══ Data provided
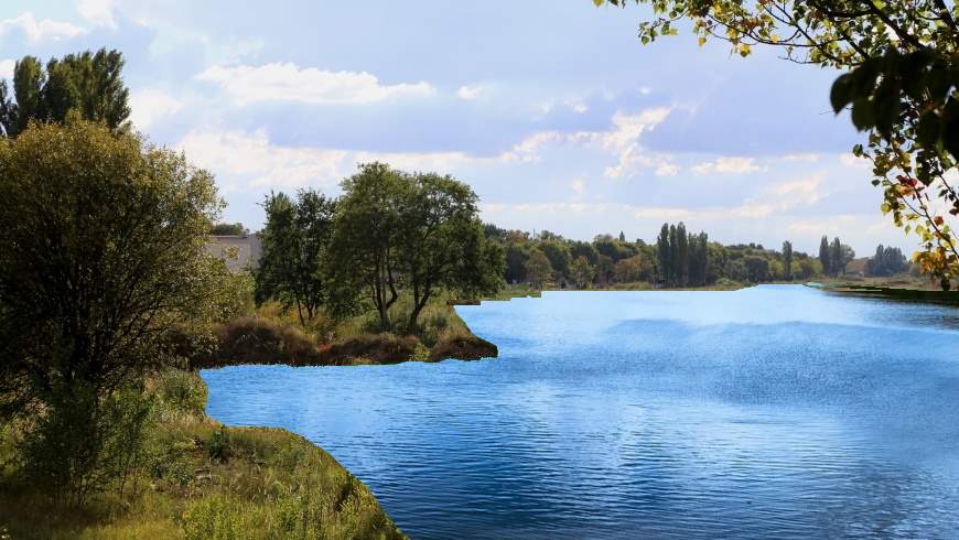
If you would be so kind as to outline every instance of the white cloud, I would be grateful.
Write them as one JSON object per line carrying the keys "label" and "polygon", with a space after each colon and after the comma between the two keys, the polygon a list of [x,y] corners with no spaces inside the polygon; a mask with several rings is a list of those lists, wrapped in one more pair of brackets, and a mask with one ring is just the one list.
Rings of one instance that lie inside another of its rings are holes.
{"label": "white cloud", "polygon": [[[247,179],[247,187],[333,184],[342,177],[347,155],[341,150],[279,147],[263,131],[192,131],[177,148],[222,179]],[[230,180],[227,187],[239,187]]]}
{"label": "white cloud", "polygon": [[358,163],[381,161],[403,171],[454,172],[464,165],[502,162],[462,152],[367,152],[312,147],[283,147],[266,131],[194,130],[176,148],[207,169],[228,191],[304,185],[335,186]]}
{"label": "white cloud", "polygon": [[97,26],[117,28],[114,19],[115,0],[80,0],[77,10],[80,17]]}
{"label": "white cloud", "polygon": [[839,162],[842,163],[842,166],[850,169],[869,169],[871,166],[868,159],[856,158],[851,153],[839,154]]}
{"label": "white cloud", "polygon": [[14,60],[0,60],[0,78],[12,79],[15,66],[17,61]]}
{"label": "white cloud", "polygon": [[480,97],[480,94],[483,93],[484,88],[482,86],[461,86],[459,90],[456,90],[456,96],[460,99],[465,99],[467,101],[472,101]]}
{"label": "white cloud", "polygon": [[579,201],[583,198],[583,195],[586,193],[586,181],[583,179],[577,179],[570,182],[570,190],[573,191],[573,198]]}
{"label": "white cloud", "polygon": [[692,166],[692,172],[704,174],[747,174],[761,171],[752,158],[719,158]]}
{"label": "white cloud", "polygon": [[0,37],[13,30],[23,32],[29,43],[69,40],[87,32],[86,29],[68,22],[52,19],[37,21],[30,11],[12,19],[0,20]]}
{"label": "white cloud", "polygon": [[261,66],[213,66],[196,75],[217,83],[239,105],[255,101],[300,101],[309,105],[370,104],[390,98],[427,97],[429,83],[384,85],[366,72],[327,72],[293,63]]}
{"label": "white cloud", "polygon": [[565,106],[569,107],[570,109],[572,109],[572,111],[575,112],[577,115],[582,115],[583,112],[586,112],[588,110],[590,110],[590,108],[586,106],[586,104],[584,104],[582,101],[577,101],[577,100],[568,100],[568,101],[565,101]]}
{"label": "white cloud", "polygon": [[604,174],[610,179],[621,179],[634,174],[637,166],[662,166],[662,160],[648,154],[639,138],[662,123],[670,111],[667,107],[658,107],[637,115],[616,112],[613,116],[614,129],[602,133],[600,140],[604,148],[618,154],[618,163],[606,168]]}
{"label": "white cloud", "polygon": [[679,174],[679,168],[672,163],[664,163],[656,169],[657,176],[676,176]]}
{"label": "white cloud", "polygon": [[811,206],[822,198],[819,186],[823,180],[826,180],[823,174],[813,174],[800,180],[773,184],[763,188],[758,196],[751,197],[742,205],[732,208],[729,215],[733,217],[767,217],[797,206]]}
{"label": "white cloud", "polygon": [[147,129],[157,120],[183,108],[183,100],[155,89],[137,90],[130,95],[130,120]]}
{"label": "white cloud", "polygon": [[806,161],[810,163],[815,163],[819,161],[819,154],[817,153],[804,153],[804,154],[786,154],[783,156],[786,161]]}

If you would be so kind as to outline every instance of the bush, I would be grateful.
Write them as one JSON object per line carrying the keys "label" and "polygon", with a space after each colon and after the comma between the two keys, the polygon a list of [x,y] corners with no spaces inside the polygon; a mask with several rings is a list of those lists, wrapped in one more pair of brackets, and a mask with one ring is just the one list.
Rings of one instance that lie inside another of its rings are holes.
{"label": "bush", "polygon": [[319,361],[315,342],[301,330],[281,326],[263,317],[241,317],[217,331],[218,347],[213,358],[198,358],[193,368],[227,364],[314,365]]}
{"label": "bush", "polygon": [[409,360],[418,344],[416,336],[362,335],[320,347],[320,361],[322,365],[343,366],[357,364],[355,360],[362,358],[367,360],[365,364],[398,364]]}

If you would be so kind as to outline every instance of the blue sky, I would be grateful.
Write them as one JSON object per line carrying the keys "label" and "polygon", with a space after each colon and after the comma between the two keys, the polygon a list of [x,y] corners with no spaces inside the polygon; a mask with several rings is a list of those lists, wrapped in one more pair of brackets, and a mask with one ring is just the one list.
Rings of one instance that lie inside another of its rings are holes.
{"label": "blue sky", "polygon": [[132,119],[216,175],[259,228],[270,190],[336,195],[357,163],[450,173],[484,218],[651,240],[683,220],[726,244],[823,234],[913,241],[879,212],[828,104],[834,72],[748,60],[688,32],[642,46],[639,9],[590,0],[8,1],[0,74],[122,51]]}

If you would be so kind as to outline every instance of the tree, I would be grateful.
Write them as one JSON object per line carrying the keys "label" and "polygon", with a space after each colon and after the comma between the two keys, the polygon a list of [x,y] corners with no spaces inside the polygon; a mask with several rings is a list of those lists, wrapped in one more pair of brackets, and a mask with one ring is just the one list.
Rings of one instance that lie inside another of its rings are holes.
{"label": "tree", "polygon": [[77,500],[139,439],[174,323],[216,296],[222,203],[182,155],[85,121],[0,143],[0,424],[25,420],[23,469]]}
{"label": "tree", "polygon": [[0,128],[17,137],[32,121],[64,122],[69,115],[103,122],[110,130],[126,128],[130,116],[129,90],[121,72],[123,56],[100,48],[51,58],[46,68],[24,56],[13,68],[13,96],[0,82]]}
{"label": "tree", "polygon": [[822,273],[832,276],[832,252],[829,250],[829,238],[825,236],[819,241],[819,262],[822,264]]}
{"label": "tree", "polygon": [[786,281],[793,281],[793,242],[783,242],[783,273]]}
{"label": "tree", "polygon": [[441,290],[478,295],[502,287],[504,249],[486,240],[466,184],[370,163],[342,186],[324,264],[335,315],[368,302],[382,330],[392,330],[389,309],[405,292],[413,303],[406,330],[413,332]]}
{"label": "tree", "polygon": [[882,212],[923,251],[924,272],[948,290],[959,276],[959,7],[944,0],[593,0],[650,4],[655,20],[639,25],[642,42],[677,33],[688,18],[700,44],[716,37],[748,56],[758,44],[787,60],[843,71],[830,94],[836,112],[850,107],[866,131],[853,153],[873,164]]}
{"label": "tree", "polygon": [[669,224],[662,224],[659,236],[656,237],[656,260],[659,263],[659,281],[669,283],[672,280],[672,253],[669,242]]}
{"label": "tree", "polygon": [[743,258],[743,264],[746,268],[746,279],[751,283],[761,283],[769,280],[769,261],[763,257],[746,256]]}
{"label": "tree", "polygon": [[399,299],[397,255],[402,227],[401,202],[409,190],[402,174],[385,163],[359,165],[341,184],[328,256],[330,310],[345,316],[369,302],[384,330],[392,327],[389,309]]}
{"label": "tree", "polygon": [[526,261],[529,260],[529,248],[524,245],[510,242],[506,246],[506,273],[507,283],[522,283],[526,281]]}
{"label": "tree", "polygon": [[499,245],[487,242],[473,190],[433,173],[405,174],[400,193],[397,267],[413,306],[407,331],[441,290],[471,296],[496,293],[505,268]]}
{"label": "tree", "polygon": [[906,257],[898,248],[892,246],[876,247],[875,256],[865,263],[868,276],[893,276],[908,270]]}
{"label": "tree", "polygon": [[573,264],[570,270],[572,270],[572,278],[577,282],[578,288],[586,289],[590,287],[590,283],[593,282],[595,270],[585,257],[580,256],[573,259]]}
{"label": "tree", "polygon": [[635,283],[637,281],[648,281],[651,278],[653,268],[643,256],[634,255],[628,259],[616,262],[613,273],[619,283]]}
{"label": "tree", "polygon": [[529,277],[530,284],[536,289],[542,289],[550,283],[552,267],[542,251],[532,250],[532,255],[526,261],[526,274]]}
{"label": "tree", "polygon": [[297,201],[271,193],[263,202],[267,223],[260,233],[262,256],[255,273],[256,299],[297,306],[300,324],[312,321],[326,300],[321,259],[333,224],[333,201],[315,190],[300,190]]}
{"label": "tree", "polygon": [[570,274],[570,251],[561,239],[542,240],[539,242],[539,249],[549,259],[549,263],[557,273],[557,279],[561,280]]}

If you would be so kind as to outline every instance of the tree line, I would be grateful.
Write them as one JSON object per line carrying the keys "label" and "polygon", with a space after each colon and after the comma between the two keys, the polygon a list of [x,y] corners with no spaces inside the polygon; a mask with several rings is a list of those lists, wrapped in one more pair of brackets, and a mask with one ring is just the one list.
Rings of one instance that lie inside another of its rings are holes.
{"label": "tree line", "polygon": [[369,163],[332,199],[314,190],[270,194],[258,302],[295,306],[301,322],[324,309],[346,317],[373,310],[394,330],[390,307],[407,295],[405,332],[441,293],[478,298],[503,284],[503,247],[487,241],[473,190],[449,175]]}
{"label": "tree line", "polygon": [[[757,244],[724,246],[711,241],[704,231],[689,233],[683,223],[662,224],[655,244],[628,241],[622,233],[581,241],[549,230],[530,234],[493,224],[486,224],[485,233],[506,253],[504,280],[536,288],[585,289],[640,282],[670,288],[710,287],[808,280],[827,274],[821,260],[795,251],[789,241],[783,244],[782,251]],[[832,264],[828,259],[830,272],[854,257],[852,248],[841,242],[839,246],[839,262]]]}

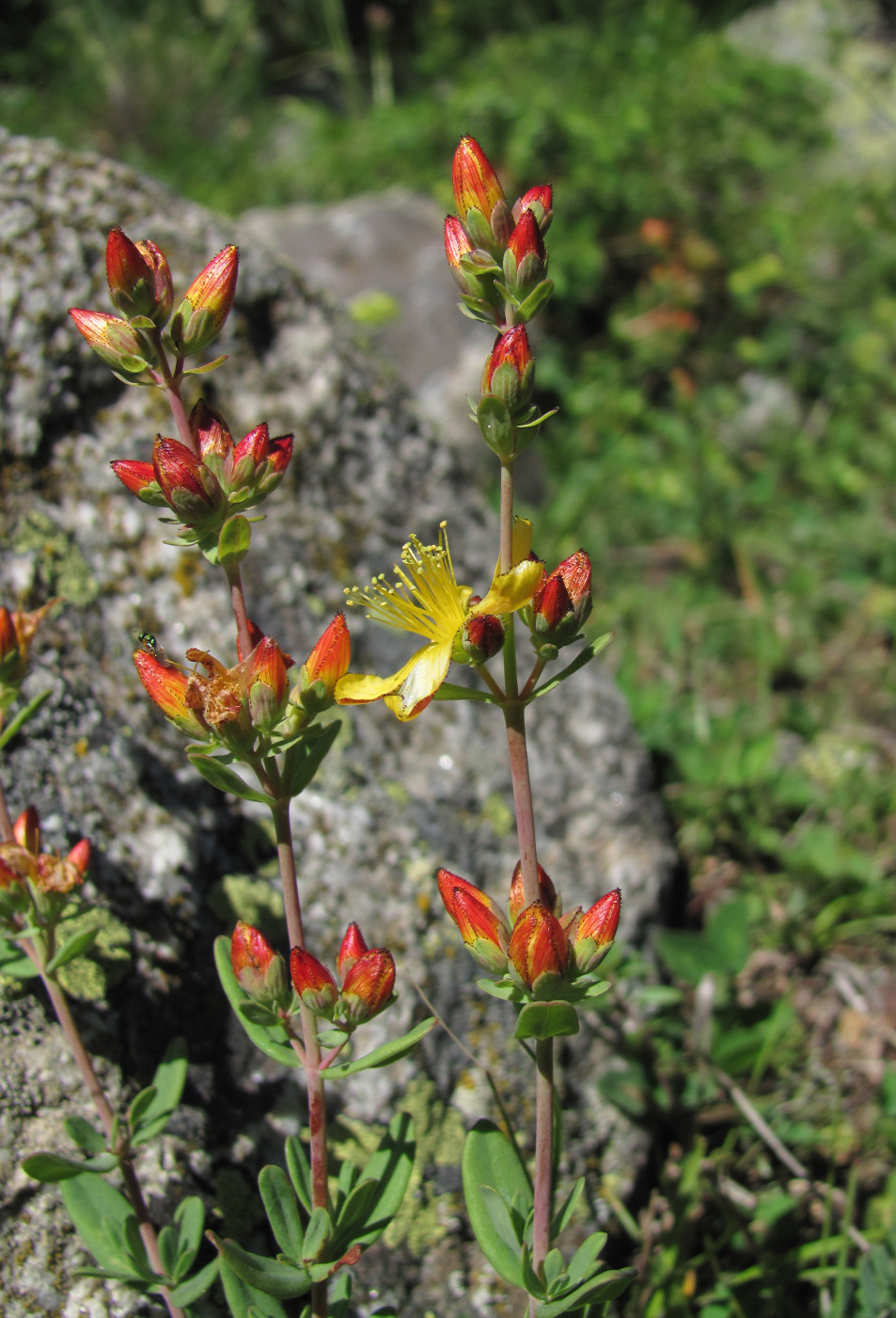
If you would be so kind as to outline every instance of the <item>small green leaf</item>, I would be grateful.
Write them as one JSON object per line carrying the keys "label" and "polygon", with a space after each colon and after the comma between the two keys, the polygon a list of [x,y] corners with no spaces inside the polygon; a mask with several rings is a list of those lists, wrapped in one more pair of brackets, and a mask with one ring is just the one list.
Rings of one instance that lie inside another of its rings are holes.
════
### What is expected
Copy the lines of the entries above exactly, starting at the line that contains "leaf</item>, I would be grateful." and ending at the end of the entries.

### Solution to this exercise
If you would be so kind as to outline every instance of the <item>small green leaf</item>, I would be grateful.
Write them as one JSON object per line carrying the keys "label" and "polygon", with a space after each colon and after the comma between the two keys, the polygon a list of [x,y] corners with no spaces inside the polygon; a mask with several rings is a list of those lists, wrapped in one more pair of brackets, and a mask with one ring is just the one list.
Rings of one instance that lie inside another of its rings are holes.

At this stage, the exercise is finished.